Restate, word for word, all of the material shown below.

>> Start Stored records

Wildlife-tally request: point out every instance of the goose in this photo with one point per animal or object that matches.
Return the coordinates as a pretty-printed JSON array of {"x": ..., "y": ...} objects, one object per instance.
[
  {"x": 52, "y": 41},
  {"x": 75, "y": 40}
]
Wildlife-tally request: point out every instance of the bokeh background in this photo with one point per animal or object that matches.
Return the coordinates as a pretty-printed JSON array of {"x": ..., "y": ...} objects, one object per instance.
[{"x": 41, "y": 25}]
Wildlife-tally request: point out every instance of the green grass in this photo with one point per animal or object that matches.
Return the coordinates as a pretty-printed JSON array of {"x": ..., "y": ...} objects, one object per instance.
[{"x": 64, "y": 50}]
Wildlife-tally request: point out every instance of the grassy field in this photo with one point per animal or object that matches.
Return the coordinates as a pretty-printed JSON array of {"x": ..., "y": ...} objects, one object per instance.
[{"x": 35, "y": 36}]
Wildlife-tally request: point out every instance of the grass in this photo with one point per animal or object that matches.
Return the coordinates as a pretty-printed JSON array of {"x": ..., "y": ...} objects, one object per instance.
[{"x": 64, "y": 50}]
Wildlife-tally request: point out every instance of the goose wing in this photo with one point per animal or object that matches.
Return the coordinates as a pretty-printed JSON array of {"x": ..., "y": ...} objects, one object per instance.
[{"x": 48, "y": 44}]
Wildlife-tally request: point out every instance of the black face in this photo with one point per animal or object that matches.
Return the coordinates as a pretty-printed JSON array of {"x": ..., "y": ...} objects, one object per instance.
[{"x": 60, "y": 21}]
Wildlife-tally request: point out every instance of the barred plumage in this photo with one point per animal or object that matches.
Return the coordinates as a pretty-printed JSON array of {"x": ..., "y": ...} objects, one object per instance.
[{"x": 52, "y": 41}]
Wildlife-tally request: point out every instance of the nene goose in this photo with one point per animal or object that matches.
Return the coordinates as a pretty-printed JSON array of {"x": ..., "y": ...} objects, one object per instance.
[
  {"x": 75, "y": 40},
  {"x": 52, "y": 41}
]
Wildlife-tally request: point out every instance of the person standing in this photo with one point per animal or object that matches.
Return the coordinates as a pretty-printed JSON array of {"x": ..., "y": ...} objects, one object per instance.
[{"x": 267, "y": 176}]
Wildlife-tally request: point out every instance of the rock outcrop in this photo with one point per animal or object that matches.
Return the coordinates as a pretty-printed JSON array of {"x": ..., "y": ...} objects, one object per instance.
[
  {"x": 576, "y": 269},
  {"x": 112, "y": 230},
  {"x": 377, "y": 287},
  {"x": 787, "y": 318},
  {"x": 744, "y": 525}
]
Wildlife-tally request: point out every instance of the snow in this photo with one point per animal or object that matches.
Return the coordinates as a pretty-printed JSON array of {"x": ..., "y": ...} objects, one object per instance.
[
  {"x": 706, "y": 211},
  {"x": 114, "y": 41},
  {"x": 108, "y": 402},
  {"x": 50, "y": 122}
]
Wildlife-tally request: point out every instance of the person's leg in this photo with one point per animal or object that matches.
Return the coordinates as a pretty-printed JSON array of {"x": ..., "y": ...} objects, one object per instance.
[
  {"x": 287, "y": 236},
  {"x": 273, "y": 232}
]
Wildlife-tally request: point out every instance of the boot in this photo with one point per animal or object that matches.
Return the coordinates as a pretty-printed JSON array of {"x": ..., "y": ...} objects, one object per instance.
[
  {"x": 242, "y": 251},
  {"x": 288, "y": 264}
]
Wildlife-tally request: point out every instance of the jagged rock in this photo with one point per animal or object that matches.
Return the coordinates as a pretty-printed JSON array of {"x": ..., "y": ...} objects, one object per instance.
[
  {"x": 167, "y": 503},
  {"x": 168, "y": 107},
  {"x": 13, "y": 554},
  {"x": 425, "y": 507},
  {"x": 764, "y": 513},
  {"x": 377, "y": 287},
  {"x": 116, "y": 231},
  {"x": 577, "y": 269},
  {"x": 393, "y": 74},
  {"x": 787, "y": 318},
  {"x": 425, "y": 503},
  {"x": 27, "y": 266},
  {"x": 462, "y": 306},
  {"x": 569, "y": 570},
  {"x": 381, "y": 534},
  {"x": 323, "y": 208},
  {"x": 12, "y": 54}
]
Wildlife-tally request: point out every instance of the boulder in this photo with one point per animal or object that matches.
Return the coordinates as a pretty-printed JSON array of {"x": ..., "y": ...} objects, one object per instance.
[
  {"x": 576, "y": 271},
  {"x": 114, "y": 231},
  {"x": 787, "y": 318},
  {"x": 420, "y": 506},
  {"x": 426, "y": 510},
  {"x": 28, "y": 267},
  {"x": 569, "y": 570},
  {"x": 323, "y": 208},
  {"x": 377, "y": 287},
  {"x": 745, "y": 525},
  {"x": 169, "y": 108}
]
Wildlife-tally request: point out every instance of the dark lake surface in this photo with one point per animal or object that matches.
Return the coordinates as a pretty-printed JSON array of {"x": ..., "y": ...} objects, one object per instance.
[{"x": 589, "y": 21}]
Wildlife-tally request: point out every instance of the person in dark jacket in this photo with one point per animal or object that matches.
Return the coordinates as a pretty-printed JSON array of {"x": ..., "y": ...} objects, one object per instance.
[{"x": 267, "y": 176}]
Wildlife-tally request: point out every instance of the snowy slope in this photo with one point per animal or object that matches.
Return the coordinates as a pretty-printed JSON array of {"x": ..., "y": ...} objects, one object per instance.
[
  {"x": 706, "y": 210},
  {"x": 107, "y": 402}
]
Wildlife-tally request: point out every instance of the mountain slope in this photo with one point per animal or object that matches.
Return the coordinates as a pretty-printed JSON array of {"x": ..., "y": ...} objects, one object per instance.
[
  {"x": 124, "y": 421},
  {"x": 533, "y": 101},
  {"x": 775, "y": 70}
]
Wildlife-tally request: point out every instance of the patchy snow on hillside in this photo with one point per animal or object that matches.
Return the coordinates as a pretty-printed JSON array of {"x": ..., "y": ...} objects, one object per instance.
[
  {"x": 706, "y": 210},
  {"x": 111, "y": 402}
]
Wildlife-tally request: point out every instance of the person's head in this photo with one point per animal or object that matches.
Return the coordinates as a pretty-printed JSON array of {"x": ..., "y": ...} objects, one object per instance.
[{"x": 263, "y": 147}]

>> End Stored records

(Correct response)
Wildlife-tally request: point out every instance of the goose in this photo with one point per animal or object that matches.
Return the coordinates as a pretty-printed JSON array of {"x": ..., "y": ...} objects, one object per instance.
[
  {"x": 52, "y": 41},
  {"x": 75, "y": 40}
]
Wildlife-tally request: point out every instance of the bokeh background in this photo with one point per animal or object that matches.
Return the coordinates as a pretty-printed JSON array of {"x": ..., "y": ...} objects, one object per instance.
[{"x": 41, "y": 25}]
Wildlife-tally request: point out every instance of the green grass in this photo with one point per animal or object that matches.
Return the coordinates as a pretty-printed JSON array of {"x": ..., "y": ...} objects, one object per instance.
[{"x": 64, "y": 50}]
Wildlife-tally request: point out every instance of the grassy field in this photo with one point per animal or object that matches.
Return the coordinates as a pretty-printed JSON array of {"x": ..., "y": ...} objects, one object per instance.
[{"x": 35, "y": 36}]
Wildlife-tally request: point out every instance of the grass in this photo with one point per animal or object that matches.
Return the coordinates as a pretty-printed JSON array of {"x": ..., "y": ...} objects, one object per instance.
[{"x": 64, "y": 50}]
Wildlife-tally request: point out every instance of the goose wing in this photo with one point per animal or object that matches.
Return the coordinates as a pretty-printed JSON array of {"x": ..., "y": ...} objects, one object per instance.
[{"x": 48, "y": 44}]
Wildlife-tally request: point out every instance of the black face in this photo with one point per animal or object that matches.
Return the coordinates as a pretty-printed JSON array of {"x": ..., "y": ...} objects, one object per instance.
[{"x": 60, "y": 21}]
Wildlife-tally request: point out every instance of the barred plumage in this photo with one point per animal or object that matches.
Return the coordinates as a pretty-printed JSON array of {"x": ..., "y": ...} objects, one object per instance.
[{"x": 52, "y": 41}]
Wildlife-tally request: point out every instance of the nene goose in this photo with one point per animal or object that matches.
Return the coordinates as a pretty-printed JSON array of {"x": ..., "y": ...} objects, one object per instance.
[
  {"x": 75, "y": 40},
  {"x": 52, "y": 41}
]
Wildlife-tally request: point out every instance of the person standing in this photo with one point per animal or object that matches.
Return the coordinates as a pretty-printed JSON array of {"x": ..., "y": ...} objects, one object per instance.
[{"x": 267, "y": 176}]
Wildlife-tally request: point out every instance of the rock outcrop in this photo with one point per animal or object that matches.
Return the coordinates as a pretty-printed JSON array of {"x": ..., "y": ...} objects, one object per instance.
[
  {"x": 576, "y": 269},
  {"x": 112, "y": 230},
  {"x": 377, "y": 287},
  {"x": 787, "y": 318},
  {"x": 744, "y": 525}
]
Wildlife-tally request: point out every instance of the snow in this photo with one point per animal or object that matches.
Return the coordinates as a pretty-printed JSON array of {"x": ..., "y": ...} objects, one object per instance.
[
  {"x": 706, "y": 211},
  {"x": 114, "y": 41},
  {"x": 108, "y": 402},
  {"x": 50, "y": 122}
]
Wildlife-tally request: point out every instance of the person's leg in this photo with one point per animal or object that matches.
Return the coordinates as a pretty-printed JSON array of {"x": ..., "y": ...} objects, one object per instance.
[
  {"x": 287, "y": 236},
  {"x": 273, "y": 232}
]
Wildlife-tally request: point out every instance of the boot in this photo with one point per animal or object that matches.
Return the coordinates as a pretty-printed JSON array of {"x": ..., "y": ...} objects, one object per instance.
[
  {"x": 242, "y": 251},
  {"x": 288, "y": 264}
]
Wildlife-tally request: point out every instance of the jagged rock in this photo with one point per animal or object that matches.
Return the coordinates as a pretty-printed JSON array of {"x": ..., "y": ...} objects, one object per instance.
[
  {"x": 167, "y": 503},
  {"x": 168, "y": 107},
  {"x": 13, "y": 554},
  {"x": 425, "y": 507},
  {"x": 764, "y": 513},
  {"x": 377, "y": 287},
  {"x": 116, "y": 231},
  {"x": 577, "y": 269},
  {"x": 393, "y": 74},
  {"x": 787, "y": 318},
  {"x": 425, "y": 503},
  {"x": 27, "y": 266},
  {"x": 462, "y": 306},
  {"x": 569, "y": 570},
  {"x": 381, "y": 534},
  {"x": 323, "y": 208},
  {"x": 12, "y": 54}
]
Wildlife-tally request: point out every instance of the boulder in this photo with one point per animal or object that matches.
Return the coordinates as a pretty-printed JSON array of {"x": ..., "y": ...} objects, one object per instance.
[
  {"x": 576, "y": 271},
  {"x": 114, "y": 231},
  {"x": 787, "y": 318},
  {"x": 420, "y": 506},
  {"x": 426, "y": 510},
  {"x": 28, "y": 267},
  {"x": 569, "y": 570},
  {"x": 323, "y": 208},
  {"x": 377, "y": 287},
  {"x": 745, "y": 525},
  {"x": 169, "y": 108}
]
Wildlife-tally request: point out every instance of the dark lake surface in this photo with one point per animal or object that matches.
Return the coordinates as a pretty-printed JSON array of {"x": ..., "y": ...} objects, one object per instance.
[{"x": 589, "y": 21}]
Wildlife-tally request: point out every instance of the person in dark jacket in this photo with one point per animal or object that matches.
Return the coordinates as a pretty-printed JSON array of {"x": ..., "y": ...} objects, one object per instance.
[{"x": 267, "y": 176}]
Wildlife-tally request: point out every instance of the snowy slope in this photo with one point per animal or object that matches.
Return the coordinates as a pretty-printed JSON array of {"x": ..., "y": ...} objects, one object per instance.
[
  {"x": 706, "y": 210},
  {"x": 107, "y": 402}
]
Wildlife-tally request: point out every instance of the mountain slope in this photo with one point per animal or object that matches.
Return the coordinates as a pretty-printed JSON array of {"x": ..., "y": ...} objects, one object per instance.
[
  {"x": 124, "y": 421},
  {"x": 533, "y": 101},
  {"x": 775, "y": 70}
]
Wildlife-tally request: point out every instance of the patchy snow on hillside in this photo with one point per animal or object that matches.
Return the coordinates as a pretty-printed JSON array of {"x": ..., "y": ...} objects, one object per instance.
[
  {"x": 706, "y": 210},
  {"x": 111, "y": 402}
]
Wildlife-tally request: point out every instance of the person's head in this photo with one point per animal or object that matches.
Return the coordinates as a pretty-printed JSON array of {"x": ..., "y": ...} objects, one object per instance.
[{"x": 263, "y": 147}]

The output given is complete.